What to work on:
Identify and copy every line in the entries below that contains the string "group". Case counts, so a line matches only if its capital and lowercase letters agree with that string.

** Begin Given data **

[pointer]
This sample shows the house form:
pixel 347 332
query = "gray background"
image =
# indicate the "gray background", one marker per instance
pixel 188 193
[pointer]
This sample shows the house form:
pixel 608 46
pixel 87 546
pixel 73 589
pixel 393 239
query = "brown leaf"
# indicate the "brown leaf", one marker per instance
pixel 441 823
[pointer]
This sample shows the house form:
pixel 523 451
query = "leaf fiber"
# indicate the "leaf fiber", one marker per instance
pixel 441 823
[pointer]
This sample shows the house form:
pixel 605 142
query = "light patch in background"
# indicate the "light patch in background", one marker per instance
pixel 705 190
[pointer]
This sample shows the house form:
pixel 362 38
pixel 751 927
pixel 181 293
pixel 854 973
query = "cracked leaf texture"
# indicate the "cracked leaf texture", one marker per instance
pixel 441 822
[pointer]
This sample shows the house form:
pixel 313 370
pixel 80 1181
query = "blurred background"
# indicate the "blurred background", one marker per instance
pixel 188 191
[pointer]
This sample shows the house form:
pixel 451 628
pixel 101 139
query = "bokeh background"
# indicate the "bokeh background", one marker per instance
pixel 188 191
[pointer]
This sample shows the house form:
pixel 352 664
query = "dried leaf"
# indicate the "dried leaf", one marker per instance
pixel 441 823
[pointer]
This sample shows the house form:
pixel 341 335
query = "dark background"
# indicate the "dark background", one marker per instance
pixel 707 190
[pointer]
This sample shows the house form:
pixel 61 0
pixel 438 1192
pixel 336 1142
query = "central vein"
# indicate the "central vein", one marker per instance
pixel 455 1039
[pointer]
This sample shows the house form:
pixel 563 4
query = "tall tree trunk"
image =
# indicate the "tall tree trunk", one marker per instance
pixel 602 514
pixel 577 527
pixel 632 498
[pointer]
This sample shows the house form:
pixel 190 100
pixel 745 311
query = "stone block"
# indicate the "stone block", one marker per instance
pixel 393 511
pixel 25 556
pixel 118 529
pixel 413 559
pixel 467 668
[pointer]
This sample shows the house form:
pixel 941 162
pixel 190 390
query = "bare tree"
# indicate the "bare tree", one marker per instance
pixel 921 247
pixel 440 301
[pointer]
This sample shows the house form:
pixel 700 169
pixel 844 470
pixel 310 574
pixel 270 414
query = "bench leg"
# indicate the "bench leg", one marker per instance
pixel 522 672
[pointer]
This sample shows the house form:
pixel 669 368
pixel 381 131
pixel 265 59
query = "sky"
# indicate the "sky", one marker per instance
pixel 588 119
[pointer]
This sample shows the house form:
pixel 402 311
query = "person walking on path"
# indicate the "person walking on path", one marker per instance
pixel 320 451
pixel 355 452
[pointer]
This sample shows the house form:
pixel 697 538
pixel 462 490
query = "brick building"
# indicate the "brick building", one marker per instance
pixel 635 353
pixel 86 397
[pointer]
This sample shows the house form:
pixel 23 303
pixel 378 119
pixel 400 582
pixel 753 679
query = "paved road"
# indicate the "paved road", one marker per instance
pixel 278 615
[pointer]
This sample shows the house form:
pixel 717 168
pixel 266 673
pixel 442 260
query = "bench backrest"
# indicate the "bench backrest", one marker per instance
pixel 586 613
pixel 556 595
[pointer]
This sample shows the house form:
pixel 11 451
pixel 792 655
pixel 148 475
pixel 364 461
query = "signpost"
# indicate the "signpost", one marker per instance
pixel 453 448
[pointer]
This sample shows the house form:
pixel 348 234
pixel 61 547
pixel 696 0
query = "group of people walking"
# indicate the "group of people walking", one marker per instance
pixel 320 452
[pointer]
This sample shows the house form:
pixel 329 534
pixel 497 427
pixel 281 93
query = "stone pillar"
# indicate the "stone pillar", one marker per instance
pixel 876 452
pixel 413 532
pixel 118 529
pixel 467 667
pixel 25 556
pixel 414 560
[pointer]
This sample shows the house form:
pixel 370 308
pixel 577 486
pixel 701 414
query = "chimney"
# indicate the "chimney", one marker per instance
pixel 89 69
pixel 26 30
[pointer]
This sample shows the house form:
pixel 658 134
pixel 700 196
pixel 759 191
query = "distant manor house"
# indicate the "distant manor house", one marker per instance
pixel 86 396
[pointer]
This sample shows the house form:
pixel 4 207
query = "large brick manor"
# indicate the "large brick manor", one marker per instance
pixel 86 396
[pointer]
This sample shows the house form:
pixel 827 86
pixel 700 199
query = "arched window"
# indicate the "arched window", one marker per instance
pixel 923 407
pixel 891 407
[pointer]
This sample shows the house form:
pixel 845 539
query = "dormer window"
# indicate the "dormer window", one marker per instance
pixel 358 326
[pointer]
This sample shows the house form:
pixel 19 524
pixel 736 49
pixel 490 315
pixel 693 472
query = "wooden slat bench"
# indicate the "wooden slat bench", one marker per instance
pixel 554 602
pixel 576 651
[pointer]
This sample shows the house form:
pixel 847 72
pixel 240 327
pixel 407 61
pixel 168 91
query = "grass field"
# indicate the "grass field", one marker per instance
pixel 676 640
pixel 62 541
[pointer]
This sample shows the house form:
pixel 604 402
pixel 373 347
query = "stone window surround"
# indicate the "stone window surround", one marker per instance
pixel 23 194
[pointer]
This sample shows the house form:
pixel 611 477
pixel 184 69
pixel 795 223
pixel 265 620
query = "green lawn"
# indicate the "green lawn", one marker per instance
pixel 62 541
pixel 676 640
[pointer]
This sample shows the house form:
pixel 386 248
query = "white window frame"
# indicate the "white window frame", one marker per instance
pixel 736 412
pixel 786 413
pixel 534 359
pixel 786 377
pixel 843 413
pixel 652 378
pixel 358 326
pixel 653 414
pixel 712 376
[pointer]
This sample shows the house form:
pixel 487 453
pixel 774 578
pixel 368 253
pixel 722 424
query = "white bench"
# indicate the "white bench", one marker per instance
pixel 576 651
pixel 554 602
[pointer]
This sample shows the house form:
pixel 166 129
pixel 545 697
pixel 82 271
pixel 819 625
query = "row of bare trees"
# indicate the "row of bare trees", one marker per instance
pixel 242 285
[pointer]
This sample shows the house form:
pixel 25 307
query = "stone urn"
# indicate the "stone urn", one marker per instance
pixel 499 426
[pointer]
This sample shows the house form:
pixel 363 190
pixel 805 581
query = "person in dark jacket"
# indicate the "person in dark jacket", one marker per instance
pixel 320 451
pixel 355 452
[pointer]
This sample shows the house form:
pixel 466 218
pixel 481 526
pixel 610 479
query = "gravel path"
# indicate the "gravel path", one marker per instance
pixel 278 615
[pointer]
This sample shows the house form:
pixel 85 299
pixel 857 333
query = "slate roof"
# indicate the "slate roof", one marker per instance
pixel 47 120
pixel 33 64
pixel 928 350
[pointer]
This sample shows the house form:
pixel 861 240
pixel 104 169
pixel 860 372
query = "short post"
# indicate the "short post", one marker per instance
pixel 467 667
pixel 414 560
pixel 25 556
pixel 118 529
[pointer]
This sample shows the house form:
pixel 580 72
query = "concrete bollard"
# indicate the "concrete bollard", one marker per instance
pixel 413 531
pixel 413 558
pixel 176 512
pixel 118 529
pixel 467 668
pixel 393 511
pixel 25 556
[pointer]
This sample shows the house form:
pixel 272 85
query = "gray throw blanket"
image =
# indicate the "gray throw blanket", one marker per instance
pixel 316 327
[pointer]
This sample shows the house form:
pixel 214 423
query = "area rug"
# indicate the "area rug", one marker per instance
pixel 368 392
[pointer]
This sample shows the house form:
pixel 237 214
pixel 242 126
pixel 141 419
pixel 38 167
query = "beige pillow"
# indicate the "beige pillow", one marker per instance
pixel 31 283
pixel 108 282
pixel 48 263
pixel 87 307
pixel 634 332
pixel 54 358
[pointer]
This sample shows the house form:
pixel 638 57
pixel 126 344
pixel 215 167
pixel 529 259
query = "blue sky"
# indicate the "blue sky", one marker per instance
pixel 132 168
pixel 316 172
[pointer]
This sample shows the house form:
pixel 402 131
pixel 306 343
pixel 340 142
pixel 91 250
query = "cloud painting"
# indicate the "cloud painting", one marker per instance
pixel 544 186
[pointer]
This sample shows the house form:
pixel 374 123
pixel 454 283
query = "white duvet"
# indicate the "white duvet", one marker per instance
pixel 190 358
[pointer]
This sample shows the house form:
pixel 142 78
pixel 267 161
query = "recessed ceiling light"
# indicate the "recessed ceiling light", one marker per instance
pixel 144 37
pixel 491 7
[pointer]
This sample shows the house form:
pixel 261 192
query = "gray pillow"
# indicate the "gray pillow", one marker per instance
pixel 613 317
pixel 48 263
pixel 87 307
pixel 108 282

** End Given data **

Written solution:
query = "group of people walking"
# indicate the "group of people walking", one marker per instance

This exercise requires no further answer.